Dataset records:
○ ○ ○ ○
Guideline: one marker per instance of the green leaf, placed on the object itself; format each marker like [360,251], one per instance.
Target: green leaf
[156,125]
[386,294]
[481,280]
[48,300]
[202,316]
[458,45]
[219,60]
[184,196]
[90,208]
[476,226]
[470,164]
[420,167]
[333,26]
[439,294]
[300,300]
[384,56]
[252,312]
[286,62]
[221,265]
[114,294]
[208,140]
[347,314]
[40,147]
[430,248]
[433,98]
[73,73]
○ ○ ○ ○
Given task:
Please reproduce every row above in full, requests included, scaling each coordinate in the answers by 1.3 and rounding to the nearest whole number, with halves rounded up. Leave the numbers in the requests and their format samples unchanged.

Solution:
Guideline: one marker per instance of the green leaf, placed on the object itself; format each marker like [360,251], one per instance.
Target: green leaf
[203,163]
[502,382]
[625,364]
[62,390]
[263,411]
[595,59]
[285,78]
[239,255]
[117,270]
[619,294]
[611,213]
[546,217]
[433,34]
[571,382]
[390,390]
[499,73]
[328,406]
[372,81]
[287,345]
[148,382]
[270,182]
[451,408]
[52,191]
[559,322]
[563,127]
[95,95]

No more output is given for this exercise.